What the task requires: Although the data below contains pictures, please reproduce only its words, exactly.

Material for this exercise:
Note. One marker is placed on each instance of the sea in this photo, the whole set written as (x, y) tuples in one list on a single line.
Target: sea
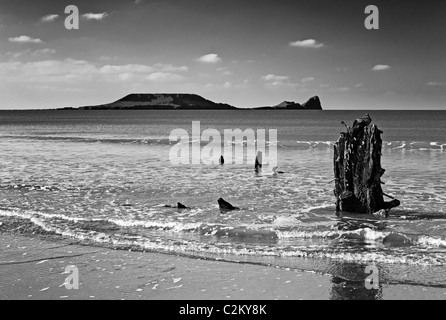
[(106, 178)]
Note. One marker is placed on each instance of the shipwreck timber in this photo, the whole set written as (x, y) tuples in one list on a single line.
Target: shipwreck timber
[(358, 171)]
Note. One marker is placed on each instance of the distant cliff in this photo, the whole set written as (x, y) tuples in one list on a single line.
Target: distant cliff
[(163, 101), (182, 101), (313, 103)]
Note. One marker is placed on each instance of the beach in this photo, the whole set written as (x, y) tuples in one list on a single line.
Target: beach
[(99, 189), (34, 269)]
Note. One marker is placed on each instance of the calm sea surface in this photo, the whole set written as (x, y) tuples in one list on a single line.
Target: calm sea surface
[(103, 178)]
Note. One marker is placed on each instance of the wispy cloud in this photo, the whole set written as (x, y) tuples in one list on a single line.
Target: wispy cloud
[(273, 77), (25, 39), (165, 77), (50, 17), (79, 72), (436, 84), (308, 79), (381, 67), (95, 16), (308, 43), (275, 81), (209, 58)]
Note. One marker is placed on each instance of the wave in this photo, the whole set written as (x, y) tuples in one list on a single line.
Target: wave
[(64, 225), (284, 144)]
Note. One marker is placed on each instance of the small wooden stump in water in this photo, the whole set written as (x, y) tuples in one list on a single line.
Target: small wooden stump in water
[(357, 169)]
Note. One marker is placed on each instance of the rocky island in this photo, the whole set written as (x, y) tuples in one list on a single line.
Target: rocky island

Exercise output:
Note. One marker is placed on each instance of the sea in this photo, the whole set written as (x, y) tuples in one list on a single line.
Target: sea
[(106, 178)]
Note. One marker is placed on each instance of the shipwreck timber in this photo, the whole set written as (x, y) tuples in one list on a single line.
Target: shipwreck timber
[(358, 171)]
Note. One marker is placed on each instance of the distant cliff in this photo, the whole set written as (x, y) tuples in one list on a single line.
Target: distant cliff
[(163, 101), (182, 101), (313, 103)]
Note. One marker is placed on each instance of the beach in this photo, the whole set written as (x, y) tuples in one list on a single line.
Target: beach
[(99, 189), (34, 269)]
Note. One marker is placed on each instance of the calm sea surface in this photo, the whole set written as (x, y) tuples in one list on a single line.
Target: calm sea surface
[(103, 178)]
Note. One marker is placed on each instance of the wispy cloud in this photo, the whole set written as (x, y) tuples in one list on a single line.
Target: wispy cloud
[(273, 77), (25, 39), (165, 77), (50, 17), (79, 72), (436, 84), (308, 79), (381, 67), (95, 16), (308, 43), (275, 81), (209, 58)]
Note. One marker is placed on each instance of the wave in this photo, the whole set written as (x, y) tuples in one list on a single line.
Target: wave
[(64, 225), (284, 144)]
Note. One marker is placed on each instance of the small wooden stump in water in this photo, the whole set written as (x, y) tuples in one list on a single line.
Target: small wooden stump in water
[(357, 169)]
Note. One marker is placed on each instance of the rocky island in this photo, the whole set written as (x, y) tuples in one list on a single line.
Target: rocky island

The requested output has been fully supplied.